#### [EXERCISE DATA]
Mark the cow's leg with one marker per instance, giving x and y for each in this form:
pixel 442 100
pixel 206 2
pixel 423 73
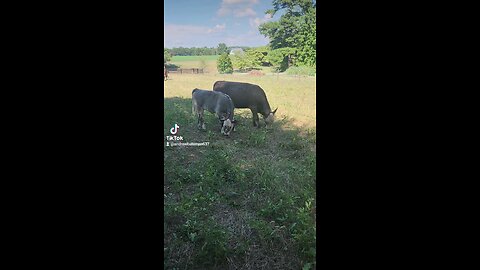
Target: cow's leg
pixel 201 124
pixel 255 116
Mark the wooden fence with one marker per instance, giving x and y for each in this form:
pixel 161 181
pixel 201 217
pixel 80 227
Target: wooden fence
pixel 186 70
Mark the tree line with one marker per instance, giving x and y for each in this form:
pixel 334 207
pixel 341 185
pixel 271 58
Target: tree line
pixel 194 51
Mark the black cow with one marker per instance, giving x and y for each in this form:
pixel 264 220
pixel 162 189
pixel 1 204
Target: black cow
pixel 215 102
pixel 246 95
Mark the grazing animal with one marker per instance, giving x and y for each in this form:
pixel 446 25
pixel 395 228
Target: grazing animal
pixel 246 95
pixel 215 102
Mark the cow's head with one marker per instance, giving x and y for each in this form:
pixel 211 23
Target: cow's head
pixel 271 117
pixel 228 126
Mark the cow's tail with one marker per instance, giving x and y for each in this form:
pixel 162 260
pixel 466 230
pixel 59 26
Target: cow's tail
pixel 194 104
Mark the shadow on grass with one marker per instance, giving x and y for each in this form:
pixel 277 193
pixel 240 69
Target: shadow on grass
pixel 243 201
pixel 172 67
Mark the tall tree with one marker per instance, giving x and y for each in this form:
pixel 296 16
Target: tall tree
pixel 295 29
pixel 166 55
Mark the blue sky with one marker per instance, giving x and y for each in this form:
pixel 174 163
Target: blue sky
pixel 201 23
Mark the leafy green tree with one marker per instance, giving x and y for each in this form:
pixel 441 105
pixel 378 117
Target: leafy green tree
pixel 166 55
pixel 279 58
pixel 295 29
pixel 222 48
pixel 224 64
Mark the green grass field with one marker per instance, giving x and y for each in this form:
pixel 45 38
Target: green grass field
pixel 246 201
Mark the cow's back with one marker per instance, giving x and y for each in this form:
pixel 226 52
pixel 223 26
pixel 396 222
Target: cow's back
pixel 243 95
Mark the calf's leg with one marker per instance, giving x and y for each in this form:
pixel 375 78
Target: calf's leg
pixel 255 116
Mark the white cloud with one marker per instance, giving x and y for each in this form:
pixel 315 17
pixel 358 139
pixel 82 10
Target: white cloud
pixel 217 28
pixel 240 8
pixel 183 35
pixel 248 11
pixel 254 23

#### [TASK STATEMENT]
In your answer, set down the full listing word for word and include no pictures.

#### [EXPECTED OUTPUT]
Mark the cow's leg with one marker per instance, giving x and y for each in this form:
pixel 442 100
pixel 206 2
pixel 423 73
Target: cow's leg
pixel 201 124
pixel 255 116
Mark the wooden fence with one marker per instance, giving x and y for each in this form:
pixel 161 181
pixel 201 217
pixel 80 227
Target: wooden fence
pixel 186 70
Mark the tree line with one marker per instance, giving x and y for each in this form:
pixel 334 207
pixel 341 185
pixel 271 58
Target: tree line
pixel 194 51
Mark the black cow with one marker per instance, giving x and y for each in this form:
pixel 264 220
pixel 162 189
pixel 1 204
Target: black cow
pixel 215 102
pixel 246 95
Mark the grazing animal with one marker per instance, giving x and y for each in this form:
pixel 446 25
pixel 395 228
Target: grazing animal
pixel 246 95
pixel 215 102
Mark the cow's head with one marker per instance, giving x and y for each in this form:
pixel 211 23
Target: cow's head
pixel 271 117
pixel 228 126
Mark the cow's tail with one marker per instance, giving x and y for each in this form:
pixel 162 260
pixel 466 230
pixel 59 26
Target: cow's tail
pixel 194 104
Mark the shadow on grass with one marker per instance, giving x and y for each in this form:
pixel 277 193
pixel 240 69
Target: shadow on grass
pixel 243 201
pixel 172 67
Mark the tall tree with one marker per instance, giving x and y for each in this form:
pixel 296 16
Target: tall tree
pixel 295 29
pixel 166 55
Mark the blue sky with one marker per instance, giving x and y for each in this form:
pixel 174 163
Target: blue sky
pixel 201 23
Mark the leafy green tree with one marker per instance, giving x and y for each in this form:
pixel 441 105
pixel 378 117
Target: leafy green tree
pixel 166 55
pixel 279 58
pixel 295 29
pixel 222 48
pixel 224 64
Mark the green grass field with one marker per instance, giving x and y for each in this form:
pixel 45 38
Target: green grass field
pixel 246 201
Mark the cow's back with one marker per instance, giving x and y for each in this form:
pixel 226 52
pixel 223 26
pixel 396 222
Target: cow's back
pixel 243 95
Mark the calf's leg with one marker per instance, giving x and y for each in this form:
pixel 375 78
Target: calf's leg
pixel 255 116
Mark the white cloud with one marker per instance, giving x and y for each in this form:
pixel 315 17
pixel 358 139
pixel 82 10
Target: white cloud
pixel 217 28
pixel 240 8
pixel 183 35
pixel 248 11
pixel 254 23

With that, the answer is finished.